## Instructions
1 > Repeat the passage from the commentary on Liberia starting at "Any attempt to" and ending at "can be depleted.", word for word.
2 > Answer these questions using the commentary on Liberia.
(a) What does the commentary say Liberia needs for dealing with atrocities committed against defenseless people during the war?
(b) Under the heading "Liberia's greatest problem!", what may impede ethical, managerial, and financial accountability?
(c) What must be done to the entire system of government before the situation in Liberia can be fixed?

* Start Source extract *

Everyone is a genius

Everyone is a genius. But if you judge a fish on its ability to climb a tree, it will live its whole life believing that it is stupid. – A Einstein

Drawing the line in Liberia

Crimes sponsored, committed, or masterminded by handful of individuals cannot be blamed upon an entire nationality. In this case, Liberians! The need for post-war justice is a step toward lasting peace, stability and prosperity for Liberia. Liberia needs a war crimes tribunal or some credible legal forum that is capable of dealing with atrocities perpetrated against defenseless men, women and children during the country's brutal war. Without justice, peace shall remain elusive and investment in Liberia will not produce the intended results. - Bernard Gbayee Goah

Men with unhealthy characters should not champion any noble cause

They pretend to advocate the cause of the people when their deeds in the dark mirror nothing else but EVIL!!
When evil and corrupt men try to champion a cause that is so noble … such cause, how noble it may be, becomes meaningless in the eyes of the people - Bernard Gbayee Goah.

If Liberia must move forward ...

If Liberia must move forward in order to claim its place as a civilized nation amongst world community of nations, come 2017 elections, Liberians must critically review the events of the past with honesty and objectivity. They must make a new commitment to seek lasting solutions. The track records of those who are presenting themselves as candidates for the position of "President of the Republic of Liberia" must be well examined. Liberians must be fair to themselves because results from the 2011 elections will determine the future of Liberia’s unborn generations to come - Bernard Gbayee Goah

Liberia's greatest problem!

While it is true that an individual may be held responsible for corruption and mismanagement of funds in government, the lack of proper system to work with may as well impede the process of ethical, managerial, and financial accountability - Bernard Gbayee Goah

What do I think should be done?

The situation in Liberia is Compound Complex and cannot be fixed unless the entire system of government is reinvented.
Liberia needs a workable but uncompromising system that will make the country an asylum free from abuse, and other forms of corruption.
Any attempt to institute the system mentioned above in the absence of rule of law is meaningless, and more detrimental to Liberia as a whole - Bernard Gbayee Goah

Liberia's Natural Resources
Besides land water and few other resources, most of Liberia’s dependable natural resources are not infinite, they are finite and therefore can be depleted.

* End Source extract *
* Start Dataset entries *

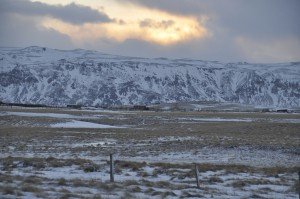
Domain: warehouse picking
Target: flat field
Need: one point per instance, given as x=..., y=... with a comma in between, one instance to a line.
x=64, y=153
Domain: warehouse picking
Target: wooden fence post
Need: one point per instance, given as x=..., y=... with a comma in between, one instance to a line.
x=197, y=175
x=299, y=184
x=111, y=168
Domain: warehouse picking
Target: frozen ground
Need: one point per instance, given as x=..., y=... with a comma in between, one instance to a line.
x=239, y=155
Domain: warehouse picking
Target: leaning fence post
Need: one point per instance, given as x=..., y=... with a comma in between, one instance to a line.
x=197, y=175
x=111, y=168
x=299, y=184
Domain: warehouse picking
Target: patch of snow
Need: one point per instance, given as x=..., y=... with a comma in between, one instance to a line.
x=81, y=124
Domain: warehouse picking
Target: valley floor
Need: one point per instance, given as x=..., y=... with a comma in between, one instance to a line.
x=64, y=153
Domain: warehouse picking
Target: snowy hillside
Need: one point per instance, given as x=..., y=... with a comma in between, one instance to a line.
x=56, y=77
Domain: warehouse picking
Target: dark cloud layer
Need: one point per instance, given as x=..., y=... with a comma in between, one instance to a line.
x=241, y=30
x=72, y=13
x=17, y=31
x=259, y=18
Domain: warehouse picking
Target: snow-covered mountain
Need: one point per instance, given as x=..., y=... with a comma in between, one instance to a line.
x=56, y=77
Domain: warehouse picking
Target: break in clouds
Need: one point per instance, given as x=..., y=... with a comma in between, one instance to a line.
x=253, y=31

* End Dataset entries *
* Start Dataset entries *

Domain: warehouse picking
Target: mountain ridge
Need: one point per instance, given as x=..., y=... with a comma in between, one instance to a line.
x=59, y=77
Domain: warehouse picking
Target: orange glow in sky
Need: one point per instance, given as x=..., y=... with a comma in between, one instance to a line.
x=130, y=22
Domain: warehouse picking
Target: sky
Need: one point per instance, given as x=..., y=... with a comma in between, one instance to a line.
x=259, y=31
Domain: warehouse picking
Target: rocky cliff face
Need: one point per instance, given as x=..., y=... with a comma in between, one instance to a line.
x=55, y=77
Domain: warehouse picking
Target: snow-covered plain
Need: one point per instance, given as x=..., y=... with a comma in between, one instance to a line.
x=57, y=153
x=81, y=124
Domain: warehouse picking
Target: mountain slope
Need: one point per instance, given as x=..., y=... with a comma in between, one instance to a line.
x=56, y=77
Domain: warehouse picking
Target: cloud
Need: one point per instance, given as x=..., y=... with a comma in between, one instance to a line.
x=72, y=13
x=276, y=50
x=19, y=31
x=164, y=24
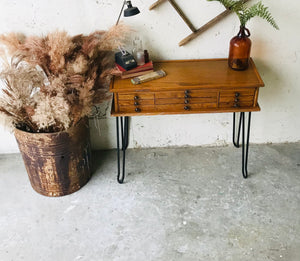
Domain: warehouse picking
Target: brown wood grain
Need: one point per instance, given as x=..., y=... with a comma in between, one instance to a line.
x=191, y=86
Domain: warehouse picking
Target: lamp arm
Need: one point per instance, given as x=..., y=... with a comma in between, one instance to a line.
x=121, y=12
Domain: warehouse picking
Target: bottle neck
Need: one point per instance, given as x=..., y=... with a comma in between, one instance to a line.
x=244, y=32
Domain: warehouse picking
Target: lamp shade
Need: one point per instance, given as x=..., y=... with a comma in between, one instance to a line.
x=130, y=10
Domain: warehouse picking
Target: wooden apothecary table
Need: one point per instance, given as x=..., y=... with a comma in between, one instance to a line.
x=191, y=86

* End Dataset entries *

## Task responses
1 >
Any attempt to institute the system mentioned above in the absence of rule of law is meaningless, and more detrimental to Liberia as a whole - Bernard Gbayee Goah

Liberia's Natural Resources
Besides land water and few other resources, most of Liberia’s dependable natural resources are not infinite, they are finite and therefore can be depleted.

2 >
(a) A war crimes tribunal or some credible legal forum.
(b) The lack of a proper system to work with.
(c) It must be reinvented.